Explore the material:
**a)** In the text on dating profiles, why does the writer respond to the first profile with "Talk about a sense of entitlement!"? Answer in one to three sentences.
**b)** In the text on dating profiles, rewrite the passage from "Imaginative Profiles:  One" up to and including "world class kissing.", switching "kayak" to "canoe".

Text shown:
------------------------------------

Imaginative Profiles:  One man posted "Looking for a wealthy widow or divorcee with a ranch who is tired of the BS. I recently lost my ranch and all my property and I am looking for someone to share." Talk about a sense of entitlement!  Or this one: "Seeking a woman with a Subaru Outback, DSL, a dog, a garden tractor or a kayak, and season tickets to the symphony or the theater.  Send picture of garden tractor, Subaru, and dog (s). Or show me your cast iron skillets, and sourdough starter and bake me some biscuits."  No dude, you bake ME  some biscuits! How about this one?  "I am a world class kisser seeking additional private lessons from a seasoned pro.  I schedule is flexible.  Willing to fly." Hmmm,,, intrigued by the world class kissing.   

Huffington Posts Online Dating Fails:  "There are precisely the correct number hours in the day.  the night is what needs to be longer so my burglary and vandalism can become more lucrative."  And "Hey, I;m really hot.  Send me a cute message sometime.  Try to get to know me. Everybody loves me." Maybe I was using the wrong tactics!

------------------------------------

Dataset:
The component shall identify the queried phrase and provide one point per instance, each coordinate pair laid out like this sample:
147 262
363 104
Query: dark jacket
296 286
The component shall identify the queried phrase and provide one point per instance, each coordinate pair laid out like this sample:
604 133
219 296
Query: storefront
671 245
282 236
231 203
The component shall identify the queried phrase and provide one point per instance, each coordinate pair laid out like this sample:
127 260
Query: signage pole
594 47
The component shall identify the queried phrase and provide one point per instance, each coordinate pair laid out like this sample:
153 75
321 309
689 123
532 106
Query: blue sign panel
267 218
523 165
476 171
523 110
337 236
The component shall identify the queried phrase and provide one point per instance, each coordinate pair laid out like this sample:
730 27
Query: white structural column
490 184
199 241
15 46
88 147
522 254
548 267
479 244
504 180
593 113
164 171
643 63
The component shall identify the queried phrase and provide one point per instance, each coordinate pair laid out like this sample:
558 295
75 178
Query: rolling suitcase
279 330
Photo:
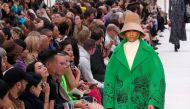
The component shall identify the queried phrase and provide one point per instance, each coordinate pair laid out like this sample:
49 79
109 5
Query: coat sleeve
109 84
157 83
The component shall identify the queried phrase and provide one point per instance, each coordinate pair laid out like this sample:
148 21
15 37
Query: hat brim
131 26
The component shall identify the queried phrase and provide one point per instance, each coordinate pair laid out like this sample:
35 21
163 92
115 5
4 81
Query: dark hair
99 13
20 43
2 39
0 66
63 27
47 23
34 81
77 9
31 67
88 12
89 43
46 55
3 89
110 2
74 44
97 33
44 31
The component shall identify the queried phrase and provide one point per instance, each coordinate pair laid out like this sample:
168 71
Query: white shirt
85 67
130 49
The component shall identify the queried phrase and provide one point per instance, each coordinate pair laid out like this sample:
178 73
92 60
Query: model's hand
150 107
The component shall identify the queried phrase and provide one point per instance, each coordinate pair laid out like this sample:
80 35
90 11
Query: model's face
132 35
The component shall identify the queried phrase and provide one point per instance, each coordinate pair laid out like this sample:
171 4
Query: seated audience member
33 89
17 81
5 102
88 49
97 60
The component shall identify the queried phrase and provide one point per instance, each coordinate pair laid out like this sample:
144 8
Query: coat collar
142 54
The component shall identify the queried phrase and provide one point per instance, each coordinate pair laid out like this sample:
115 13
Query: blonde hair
33 41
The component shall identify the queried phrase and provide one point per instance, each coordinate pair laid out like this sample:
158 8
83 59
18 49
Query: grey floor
177 71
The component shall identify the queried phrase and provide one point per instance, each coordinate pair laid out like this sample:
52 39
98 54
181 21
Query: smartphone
72 65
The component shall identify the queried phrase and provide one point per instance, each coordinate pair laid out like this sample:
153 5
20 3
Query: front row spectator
17 81
4 99
88 49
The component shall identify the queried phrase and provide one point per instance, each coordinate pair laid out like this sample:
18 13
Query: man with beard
17 81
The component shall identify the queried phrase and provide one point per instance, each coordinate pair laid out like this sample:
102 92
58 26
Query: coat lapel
120 55
141 55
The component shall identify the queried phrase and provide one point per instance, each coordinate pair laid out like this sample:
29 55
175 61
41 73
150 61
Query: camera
72 65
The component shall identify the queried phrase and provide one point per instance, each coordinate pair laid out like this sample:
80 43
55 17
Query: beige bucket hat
131 22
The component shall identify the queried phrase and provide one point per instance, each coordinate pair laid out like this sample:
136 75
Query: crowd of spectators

------------------------------------

Answers for this exercise:
**a)** The man who posted it says he recently lost his ranch and all his property. Yet he is looking for a wealthy widow or divorcee who has a ranch and someone to share with.

**b)**
Imaginative Profiles:  One man posted "Looking for a wealthy widow or divorcee with a ranch who is tired of the BS. I recently lost my ranch and all my property and I am looking for someone to share." Talk about a sense of entitlement!  Or this one: "Seeking a woman with a Subaru Outback, DSL, a dog, a garden tractor or a canoe, and season tickets to the symphony or the theater.  Send picture of garden tractor, Subaru, and dog (s). Or show me your cast iron skillets, and sourdough starter and bake me some biscuits."  No dude, you bake ME  some biscuits! How about this one?  "I am a world class kisser seeking additional private lessons from a seasoned pro.  I schedule is flexible.  Willing to fly." Hmmm,,, intrigued by the world class kissing.